Trigger für agile Arbeitsweisen: Warum Unternehmen agil werden

Bernd Ettelbrück

Bernd Ettelbrück

9. April 2021

Der Megatrend Digitalisierung sorgt dafür, dass die Geschwindigkeit von Innovationen steigt. Unternehmen, die wachsen wollen, müssen ihre Strukturen schnell anpassen können, um im Wettbewerb zu bestehen. Bei all diesen Herausforderungen helfen agile Arbeitsweisen. Wie Unternehmen sie in der Praxis umsetzen und wie die neuen Arbeitsweisen in KMU und Großunternehmen etabliert werden, erfahren Sie anhand von Praxisbeispielen in diesem Beitrag von Bernd Ettelbrück.

Hinweis der TCI-Redaktion: Lesen Sie auch Teil 1 Agile Methoden im Mittelstand – Grundlagen, Herausforderungen und Handlungsempfehlungen sowie Teil 2 Best Practice und aus Fehlern lernen: Agilität in der Praxis umsetzen

Immer das gleiche oder immer neu? Agiles vs. klassisches Projektmanagement

Agilität kann nur durch viele unterschiedliche Impulse erfolgen, z.B. durch Schulungen, durch Besuche bei Best Practice Unternehmen, die solche Verfahren einsetzen, durch die Bereitschaft der Geschäftsführung, Entwicklungsabläufe anzupassen und neu zu denken. Auch das ist eine Veränderung: Klassischerweise setzt die Geschäftsführung einen starken Impuls, den sie mit unterschiedlichen Maßnahmen unterstützt und verfolgt. Immer wieder das Gleiche konsequent und nachhaltig zu tun, bedeutet Erfolg. Das ist beim agilen Arbeiten anders: hier werden immer wieder neue, andere Impulse gesetzt, das Unternehmenssystem wird vielfältig „gestört“, um Veränderungen zu initiieren.

Von Handarbeit zu Kopfarbeit

Eine fundamentale Veränderung unserer Arbeitswelt begünstigt den Einsatz agiler Methoden: Die Verlagerung der Wertschöpfung von der Hand- zur Kopfarbeit. Individuelle Fähigkeiten und gutes Zusammenarbeiten im „Netzwerk“ des Unternehmens werden wichtiger.

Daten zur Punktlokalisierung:
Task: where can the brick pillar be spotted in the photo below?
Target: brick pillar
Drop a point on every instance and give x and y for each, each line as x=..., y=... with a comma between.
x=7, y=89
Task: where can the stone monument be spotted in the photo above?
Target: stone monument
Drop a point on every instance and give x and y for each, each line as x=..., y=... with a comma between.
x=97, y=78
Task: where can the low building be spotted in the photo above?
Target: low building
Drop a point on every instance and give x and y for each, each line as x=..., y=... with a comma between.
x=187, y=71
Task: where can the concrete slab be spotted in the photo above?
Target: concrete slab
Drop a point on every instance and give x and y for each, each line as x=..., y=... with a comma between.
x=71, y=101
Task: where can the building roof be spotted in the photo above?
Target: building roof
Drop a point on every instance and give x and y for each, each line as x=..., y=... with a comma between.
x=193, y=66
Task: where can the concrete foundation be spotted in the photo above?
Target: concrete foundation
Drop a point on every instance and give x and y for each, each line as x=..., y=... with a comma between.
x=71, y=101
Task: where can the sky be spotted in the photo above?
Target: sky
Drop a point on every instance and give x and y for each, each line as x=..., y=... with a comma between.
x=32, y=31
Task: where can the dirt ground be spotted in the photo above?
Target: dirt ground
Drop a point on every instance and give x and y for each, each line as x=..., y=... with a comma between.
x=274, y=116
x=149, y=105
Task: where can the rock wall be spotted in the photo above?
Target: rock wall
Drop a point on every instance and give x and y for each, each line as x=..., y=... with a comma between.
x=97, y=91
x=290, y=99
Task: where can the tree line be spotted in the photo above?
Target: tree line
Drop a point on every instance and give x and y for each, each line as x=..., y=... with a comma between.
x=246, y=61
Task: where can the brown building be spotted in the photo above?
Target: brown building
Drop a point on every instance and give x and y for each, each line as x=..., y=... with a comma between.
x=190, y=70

▸ **AUFGABE 1**:
Beantworten Sie anhand des Beitrags über agile Arbeitsweisen kurz:
(a) Welches Datum trägt der Beitrag?
(b) Was sorgt laut Beitrag dafür, dass die Geschwindigkeit von Innovationen steigt?
(c) Welche Verlagerung der Wertschöpfung nennt der Beitrag?
▸ **AUFGABE 2**:
Zählen Sie alle Impulse auf, die der Beitrag über agile Arbeitsweisen als Beispiele dafür nennt, wodurch Agilität erfolgen kann.
▸ **AUFGABE 3**:
Stimmen die folgenden Aussagen mit dem Beitrag über agile Arbeitsweisen überein? Antworten Sie jeweils mit Ja oder Nein und zitieren Sie die entscheidenden Worte.
(a) Beim agilen Arbeiten wird immer wieder das Gleiche konsequent getan.
(b) Individuelle Fähigkeiten werden wichtiger.
(c) Unternehmen, die wachsen wollen, müssen ihre Strukturen schnell anpassen können.

▸ **IHRE LÖSUNG 1**:
(a) 9. April 2021
(b) Der Megatrend Digitalisierung
(c) Die Verlagerung von der Hand- zur Kopfarbeit

▸ **IHRE LÖSUNG 2**:
- Schulungen
- Besuche bei Best Practice Unternehmen, die solche Verfahren einsetzen
- die Bereitschaft der Geschäftsführung, Entwicklungsabläufe anzupassen und neu zu denken

▸ **IHRE LÖSUNG 3**:
(a) Nein: „Das ist beim agilen Arbeiten anders: hier werden immer wieder neue, andere Impulse gesetzt“
(b) Ja: „Individuelle Fähigkeiten und gutes Zusammenarbeiten im „Netzwerk“ des Unternehmens werden wichtiger.“
(c) Ja: „Unternehmen, die wachsen wollen, müssen ihre Strukturen schnell anpassen können, um im Wettbewerb zu bestehen.“